She got sick of hearing her sins publically called out. Herod did too, so John was arrested. Herod had that kind of marginal but also arbitrary power. He could blatantly bypass correct procedure and imprison someone. No Jewish courts could challenge him. He was supported by Roman muscle.

John wallowed in Herod’s prison for a while. Herodias would have put him to death upon his arrest, but Herod’s feelings were far more uncertain than his vengeful wife’s. He hated that John condemned him, but he also sensed the power in John’s words. Much like the sensitivity Pilate’s wife showed in responding to her dream about Jesus, Herod was sensitive to the spiritual power in John. Herod locked John up in prison, but then went and sat with him and listened to him for hours on end (Mark 6:19-21).

Things changed at Herod’s birthday party. Herodias knew her husband was given to drunkenness and lust. After he had imbibed and was feeling jovial, she had her daughter, probably a teenager, dance a seductive dance, and the smitten, sodden puppet king smiled and promised the young beauty anything she might desire. Her mother was in her ear the whole time. She told the girl to ask for the head of John the Baptist on a platter.

Herod was trapped. In front of the crowd, he had made a spectacle of promising the girl her heart’s wishes. Herod feared John’s spiritual power, and he feared the masses that admired John. But Herod had to save face. So, he, the supposed king, gave into the forces of his wife’s manipulations and his own unthinking promises. John was beheaded simply because Herodias effortlessly manipulated her husband.

Two women – the wife of Pilate and Herodias, the wife of Herod; both lived in close proximity to power, the power over people’s lives. Both spoke up in highly charged situations. One, sensing a power beyond herself or her husband, said, leave that man alone. He’s innocent and you need to get out of this.

The other, ignoring the presence of God in the heart of God’s prophet John and instead listening to her own thirst for revenge also spoke up. Using the power of her husband’s cravings, she manipulated him and he followed her will. In the end, John the Baptist and Jesus were both executed and in the story of their deaths, two peripheral characters were significant in the story.

******

▸ **Task list**:
1. In the passage on Herod and John the Baptist, what did Herodias tell her daughter to ask for?
2. Please write out part of the passage on Herod and John the Baptist: begin at the words "Herod was trapped." and stop after "out of this.".
3. Carry the passage on Herod and John the Baptist forward from its final sentence.

▸ **Source material**:
******

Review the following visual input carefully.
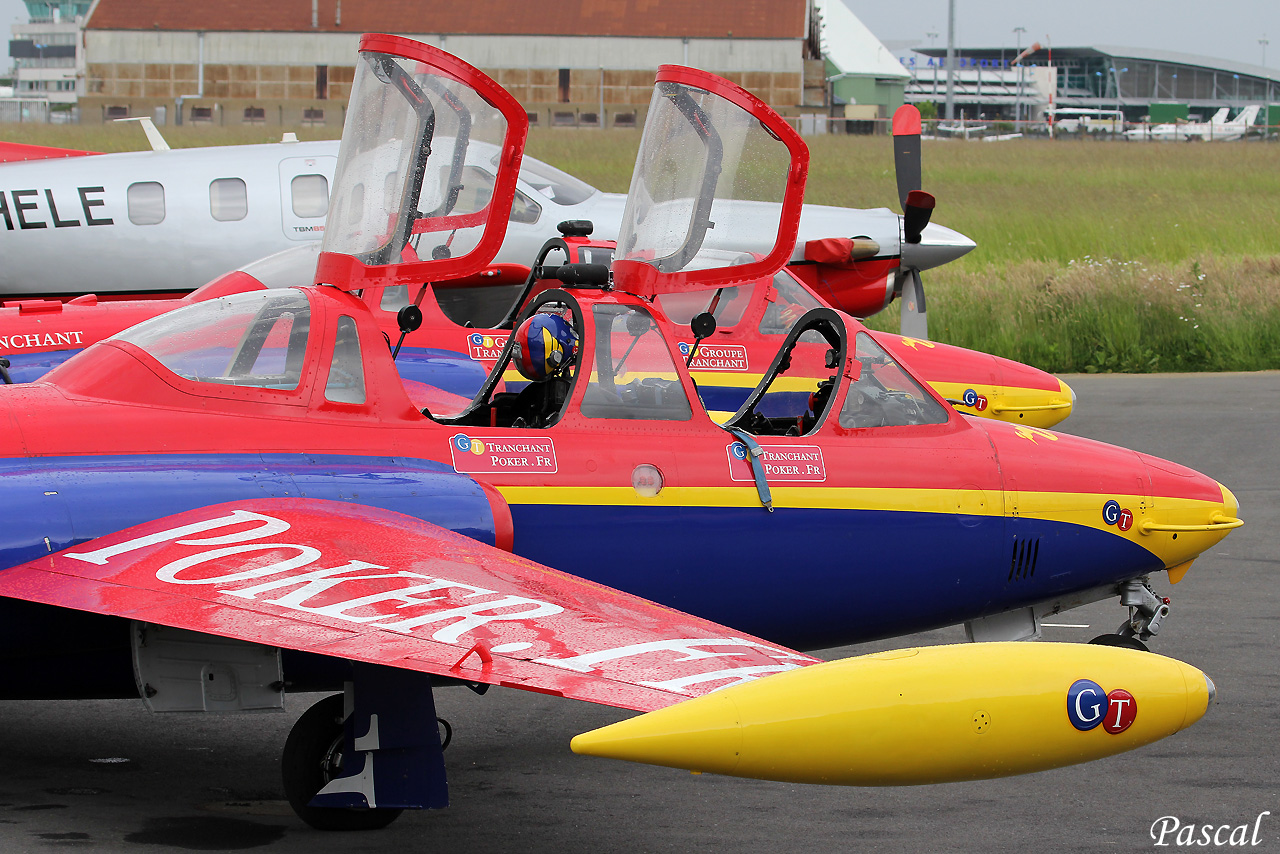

******

▸ **Responses in order**:
1. The head of John the Baptist on a platter.

2.
Herod was trapped. In front of the crowd, he had made a spectacle of promising the girl her heart’s wishes. Herod feared John’s spiritual power, and he feared the masses that admired John. But Herod had to save face. So, he, the supposed king, gave into the forces of his wife’s manipulations and his own unthinking promises. John was beheaded simply because Herodias effortlessly manipulated her husband.

Two women – the wife of Pilate and Herodias, the wife of Herod; both lived in close proximity to power, the power over people’s lives. Both spoke up in highly charged situations. One, sensing a power beyond herself or her husband, said, leave that man alone. He’s innocent and you need to get out of this.

3.
God allowed these events which included the death of his prophet and the death of his son. God could have intervened at any point, but God allowed this sin and cruelty because God was speaking through John and through Jesus. God spoke a power that surpasses what we might think of as power.

Both John and Jesus spoke unwavering truth. They told the truth about sin, about humanity, and about how humans are saved from the death sin brings. Both men, in their lives, their actions, and their sermons pointed to Jesus as the means of salvation from sin. Human authorities – the Pharisees, the Elders, the Romans, Herod, Pilate – none of these could save a person from sin. All of these were guilty of sin. Jesus and John both spoke this truth and in the truth there is immense power.

Because they spoke the truth and lived the truth, they had to deal with the consequences wrought by men who hid behind lies. This is a second element of the power wielded by John and by Jesus. They were willing to sacrifice, even sacrifice their very lives. Truth-telling and willingness to sacrifice are the transcendent forms of power in this story.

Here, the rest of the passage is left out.